▶

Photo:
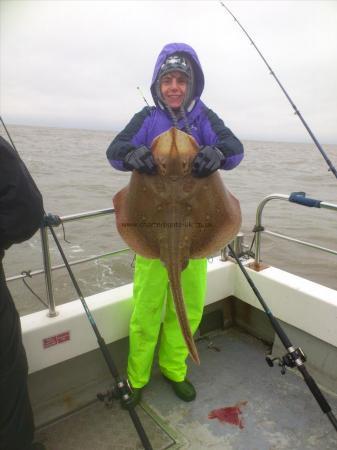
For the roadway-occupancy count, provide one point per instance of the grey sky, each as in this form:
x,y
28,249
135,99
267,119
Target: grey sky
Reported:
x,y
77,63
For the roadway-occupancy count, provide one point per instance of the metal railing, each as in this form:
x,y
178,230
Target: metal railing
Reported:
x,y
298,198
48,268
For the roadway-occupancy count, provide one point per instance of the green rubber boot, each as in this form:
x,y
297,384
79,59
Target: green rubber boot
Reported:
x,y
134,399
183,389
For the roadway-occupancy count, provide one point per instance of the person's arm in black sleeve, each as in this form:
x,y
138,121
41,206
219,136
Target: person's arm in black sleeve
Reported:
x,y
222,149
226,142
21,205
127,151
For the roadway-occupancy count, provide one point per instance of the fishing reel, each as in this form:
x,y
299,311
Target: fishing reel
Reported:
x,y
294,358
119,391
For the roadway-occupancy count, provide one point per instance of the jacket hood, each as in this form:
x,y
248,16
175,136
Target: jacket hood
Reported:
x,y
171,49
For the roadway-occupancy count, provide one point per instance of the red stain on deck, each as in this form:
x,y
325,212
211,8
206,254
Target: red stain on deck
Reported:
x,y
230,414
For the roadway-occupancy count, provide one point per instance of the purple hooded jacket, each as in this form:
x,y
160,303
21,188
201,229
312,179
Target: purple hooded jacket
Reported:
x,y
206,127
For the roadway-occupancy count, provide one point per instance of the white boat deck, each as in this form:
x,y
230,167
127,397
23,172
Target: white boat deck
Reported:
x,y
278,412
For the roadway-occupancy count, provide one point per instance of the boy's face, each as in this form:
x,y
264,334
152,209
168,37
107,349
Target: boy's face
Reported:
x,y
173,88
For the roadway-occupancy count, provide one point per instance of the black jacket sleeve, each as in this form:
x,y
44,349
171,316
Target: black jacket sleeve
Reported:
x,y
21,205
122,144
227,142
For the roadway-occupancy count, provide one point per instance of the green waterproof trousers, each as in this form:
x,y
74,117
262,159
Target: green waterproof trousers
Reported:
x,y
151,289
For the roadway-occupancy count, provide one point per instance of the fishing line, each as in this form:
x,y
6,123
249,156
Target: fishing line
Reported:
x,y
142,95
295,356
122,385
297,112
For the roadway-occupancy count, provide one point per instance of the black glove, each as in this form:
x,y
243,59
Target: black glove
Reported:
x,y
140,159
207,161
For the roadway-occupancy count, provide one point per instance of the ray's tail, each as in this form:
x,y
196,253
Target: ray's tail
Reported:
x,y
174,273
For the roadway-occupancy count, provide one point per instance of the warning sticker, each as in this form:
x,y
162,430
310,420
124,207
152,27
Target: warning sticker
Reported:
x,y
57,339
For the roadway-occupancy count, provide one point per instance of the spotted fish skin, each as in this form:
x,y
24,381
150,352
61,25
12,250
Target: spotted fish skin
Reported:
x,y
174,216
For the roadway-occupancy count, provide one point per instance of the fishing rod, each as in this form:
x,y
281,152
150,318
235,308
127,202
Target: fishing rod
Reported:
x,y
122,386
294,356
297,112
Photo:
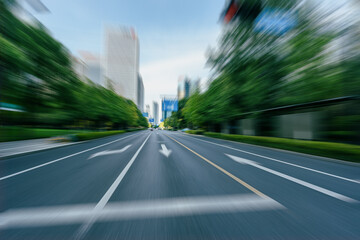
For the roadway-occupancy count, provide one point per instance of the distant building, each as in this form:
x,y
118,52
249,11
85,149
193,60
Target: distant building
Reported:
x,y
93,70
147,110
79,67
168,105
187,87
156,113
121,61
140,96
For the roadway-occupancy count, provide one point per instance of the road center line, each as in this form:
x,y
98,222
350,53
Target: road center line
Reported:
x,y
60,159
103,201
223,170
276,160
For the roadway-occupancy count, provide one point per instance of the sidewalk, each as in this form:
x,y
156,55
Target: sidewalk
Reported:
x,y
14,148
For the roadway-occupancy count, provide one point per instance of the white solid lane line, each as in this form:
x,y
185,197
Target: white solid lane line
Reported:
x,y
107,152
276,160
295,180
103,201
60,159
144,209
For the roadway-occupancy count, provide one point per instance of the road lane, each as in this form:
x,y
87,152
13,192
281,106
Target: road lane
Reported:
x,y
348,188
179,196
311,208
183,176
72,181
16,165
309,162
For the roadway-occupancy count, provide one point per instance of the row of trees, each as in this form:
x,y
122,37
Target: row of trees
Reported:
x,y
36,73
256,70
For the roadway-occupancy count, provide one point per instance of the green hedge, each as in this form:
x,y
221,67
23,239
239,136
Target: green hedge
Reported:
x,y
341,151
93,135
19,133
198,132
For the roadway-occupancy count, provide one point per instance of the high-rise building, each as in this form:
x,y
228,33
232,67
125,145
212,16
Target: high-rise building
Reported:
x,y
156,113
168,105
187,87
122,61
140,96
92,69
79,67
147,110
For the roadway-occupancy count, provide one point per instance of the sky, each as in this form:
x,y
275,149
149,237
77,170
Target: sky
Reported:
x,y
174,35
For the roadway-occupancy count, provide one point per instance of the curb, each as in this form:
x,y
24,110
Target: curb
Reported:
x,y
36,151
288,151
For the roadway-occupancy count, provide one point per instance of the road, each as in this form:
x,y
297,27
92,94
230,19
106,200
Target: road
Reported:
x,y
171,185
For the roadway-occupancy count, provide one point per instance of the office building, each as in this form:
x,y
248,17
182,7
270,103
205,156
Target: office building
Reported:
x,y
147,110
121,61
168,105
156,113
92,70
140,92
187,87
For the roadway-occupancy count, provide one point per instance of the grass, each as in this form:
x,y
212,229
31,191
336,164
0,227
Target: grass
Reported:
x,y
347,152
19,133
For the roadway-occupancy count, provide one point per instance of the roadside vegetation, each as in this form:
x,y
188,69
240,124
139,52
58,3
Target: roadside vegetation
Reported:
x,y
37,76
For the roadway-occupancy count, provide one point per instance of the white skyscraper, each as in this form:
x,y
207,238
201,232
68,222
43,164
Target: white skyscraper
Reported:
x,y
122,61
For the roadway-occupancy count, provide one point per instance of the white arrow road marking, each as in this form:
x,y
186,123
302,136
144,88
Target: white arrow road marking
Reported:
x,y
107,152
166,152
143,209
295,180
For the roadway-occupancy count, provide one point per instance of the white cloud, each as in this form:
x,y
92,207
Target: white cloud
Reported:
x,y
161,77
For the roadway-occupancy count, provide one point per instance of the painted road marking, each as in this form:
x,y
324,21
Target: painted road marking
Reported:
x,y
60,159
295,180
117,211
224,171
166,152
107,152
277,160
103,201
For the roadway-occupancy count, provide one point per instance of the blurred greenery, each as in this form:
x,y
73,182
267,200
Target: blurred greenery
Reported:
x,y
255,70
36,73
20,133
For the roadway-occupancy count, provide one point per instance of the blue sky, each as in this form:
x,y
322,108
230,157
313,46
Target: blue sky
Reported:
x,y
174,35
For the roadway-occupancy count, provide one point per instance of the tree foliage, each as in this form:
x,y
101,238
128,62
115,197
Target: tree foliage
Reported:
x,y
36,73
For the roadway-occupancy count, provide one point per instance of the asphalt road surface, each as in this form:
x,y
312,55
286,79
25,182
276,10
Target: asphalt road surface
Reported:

◀

Using the records above, retype everything exactly except the pictures.

Photo:
For the roadway-occupancy count, provide one point per instance of the grey sky, each as in this form:
x,y
28,249
135,99
267,119
Target: grey sky
Reported:
x,y
77,63
For the roadway-occupancy count, provide one point per instance of the metal railing, each as in this form:
x,y
178,230
Target: metal railing
Reported:
x,y
298,198
48,268
For the roadway-occupancy count, provide one point per instance of the green rubber boot, each as in this form:
x,y
297,384
79,59
Target: green rubber boot
Reported:
x,y
134,399
183,389
For the roadway-occupancy count, provide one point per instance of the person's arm in black sleeve, each as in this form:
x,y
138,121
41,206
219,136
Target: person's arm in black sleeve
Reported:
x,y
222,149
226,142
21,205
127,151
For the roadway-occupancy count, provide one point per instance of the fishing reel, each as in this form:
x,y
299,311
Target: fishing reel
Reported:
x,y
294,358
119,391
For the roadway-occupancy count, provide one point per instance of the jacket hood, each as in this form:
x,y
248,16
175,136
Target: jacket hood
Reported:
x,y
171,49
For the roadway-occupancy count, provide one point per instance of the red stain on deck, each as in this form:
x,y
325,212
211,8
206,254
Target: red stain on deck
Reported:
x,y
230,414
For the roadway-occupancy count, provide one point per instance of the purple hooded jacket, each as in this form:
x,y
160,303
21,188
201,229
312,179
Target: purple hooded jacket
Reported:
x,y
206,127
For the roadway-occupancy count, provide one point per instance of the white boat deck, each as in this form:
x,y
230,167
127,397
23,172
Target: white boat deck
Reported:
x,y
278,412
For the roadway-occupancy count, provide one point per instance of the boy's face, each as in this form:
x,y
264,334
152,209
168,37
107,349
Target: boy's face
Reported:
x,y
173,88
For the roadway-occupancy count, provide one point per instance of the black jacket sleeve, each as in this form:
x,y
44,349
171,316
Target: black jacket sleeve
Reported:
x,y
21,205
122,144
227,142
For the roadway-occupancy count, provide one point per instance of the green waterproof trousers, each as in this form:
x,y
74,117
262,159
Target: green waterproof trousers
Reported:
x,y
151,289
For the roadway-occupancy count, provide one point per instance of the fishing line, each as in this form:
x,y
6,123
249,156
Target: fishing line
Reported:
x,y
142,95
295,356
122,385
297,112
For the roadway-occupancy count, provide one point per instance of the black glove, each as in this form:
x,y
243,59
Target: black glove
Reported:
x,y
140,159
207,161
For the roadway-occupancy count, provide one point per instance of the ray's tail, each as in this form:
x,y
196,253
Target: ray's tail
Reported:
x,y
174,273
For the roadway-occupancy count, provide one point per instance of the warning sticker, each as in this form:
x,y
162,430
310,420
124,207
152,27
Target: warning sticker
Reported:
x,y
57,339
For the roadway-occupancy count, provide one point per instance of the spotted fish skin, each as in this form:
x,y
24,381
150,352
61,25
12,250
Target: spotted fish skin
Reported:
x,y
174,216
For the roadway-occupancy count, provide one point per instance of the fishing rod, each as in this form:
x,y
281,152
150,318
235,308
127,202
Target: fishing rod
Reported:
x,y
122,386
294,356
297,112
Photo:
For the roadway-occupancy count, provide one point per instance of the distant building, each as in this form:
x,y
118,52
249,11
85,149
193,60
Target: distant building
Reported:
x,y
93,70
147,110
79,67
168,105
187,87
156,113
121,61
140,96
For the roadway-occupancy count, provide one point per instance of the road center line, each as in this form:
x,y
98,222
350,53
Target: road center line
Reported:
x,y
60,159
103,201
223,170
276,160
For the roadway-occupancy count, provide one point per instance of the sidewalk, each as in this form:
x,y
156,55
Target: sidewalk
Reported:
x,y
14,148
For the roadway-occupancy count, provide one point per instance of the white solid lane line, each as in this form:
x,y
185,197
Target: white solid lane line
Reported:
x,y
107,152
276,160
295,180
103,201
60,159
144,209
For the roadway-occupancy count, provide one point per instance of the road lane, each as in this form:
x,y
87,152
13,192
281,106
Target: road lane
Reported:
x,y
348,188
179,196
311,208
183,176
72,181
16,165
309,162
For the roadway-occupancy count, provide one point per instance of the row of trees, each as in this form:
x,y
122,37
Target: row of trees
Reported:
x,y
36,73
256,70
For the roadway-occupancy count, provide one point per instance of the green hedge, each as in this form:
x,y
221,67
23,239
239,136
Target: green hedge
Reported:
x,y
341,151
93,135
19,133
198,132
For the roadway-occupancy count, provide one point per instance of the high-rise building, each as in this form:
x,y
228,33
232,67
125,145
212,16
Target: high-rise building
Reported:
x,y
156,113
168,105
187,87
122,61
140,96
92,69
79,67
147,110
For the roadway-occupancy count, provide one point per instance of the sky, each as in this form:
x,y
275,149
149,237
77,170
Target: sky
Reported:
x,y
174,35
For the roadway-occupancy count, provide one point per instance of the curb, each as in this form:
x,y
24,110
Target: curb
Reported:
x,y
36,151
288,151
For the roadway-occupancy count, provide one point per instance of the road, each as in this form:
x,y
297,27
92,94
230,19
106,200
Target: road
Reported:
x,y
171,185
For the roadway-occupancy count, provide one point per instance of the office building, each as in this form:
x,y
248,17
182,7
270,103
205,156
Target: office building
Reported:
x,y
147,110
121,61
168,105
156,113
92,70
140,92
187,87
For the roadway-occupancy count, provide one point per instance of the grass, each as in this form:
x,y
212,229
31,191
336,164
0,227
Target: grass
Reported:
x,y
347,152
19,133
For the roadway-occupancy count, provide one point per instance of the roadside vegetation, each as in this form:
x,y
188,69
240,124
139,52
58,3
Target: roadside vegetation
Reported:
x,y
37,76
For the roadway-occupancy count, provide one point per instance of the white skyscraper, each as in this form:
x,y
207,238
201,232
68,222
43,164
Target: white skyscraper
Reported:
x,y
122,61
For the roadway-occupancy count, provide one point per instance of the white arrow road marking, each as in this form:
x,y
186,123
302,136
144,88
Target: white arrow road marking
Reported:
x,y
107,152
166,152
143,209
295,180
For the roadway-occupancy count, provide one point per instance of the white cloud, each as in this form:
x,y
92,207
Target: white cloud
Reported:
x,y
161,77
For the roadway-occupancy count, provide one point per instance of the painted road marking, each as in this form:
x,y
324,21
Target: painted road marking
Reported:
x,y
60,159
295,180
117,211
224,171
166,152
107,152
277,160
103,201
For the roadway-occupancy count, provide one point per instance of the blurred greenery, each as in this form:
x,y
73,182
267,200
Target: blurred greenery
Reported:
x,y
255,70
36,73
20,133
For the roadway-occupancy count, provide one point per instance of the blue sky, each as in this form:
x,y
322,108
230,157
313,46
Target: blue sky
Reported:
x,y
174,35
For the roadway-occupancy count, provide one point per instance of the tree foliage, each as in this form:
x,y
101,238
128,62
115,197
Target: tree foliage
Reported:
x,y
36,73
For the roadway-occupancy count, provide one point per instance of the asphalt road surface, each as in this form:
x,y
312,55
286,79
25,182
276,10
Target: asphalt road surface
Reported:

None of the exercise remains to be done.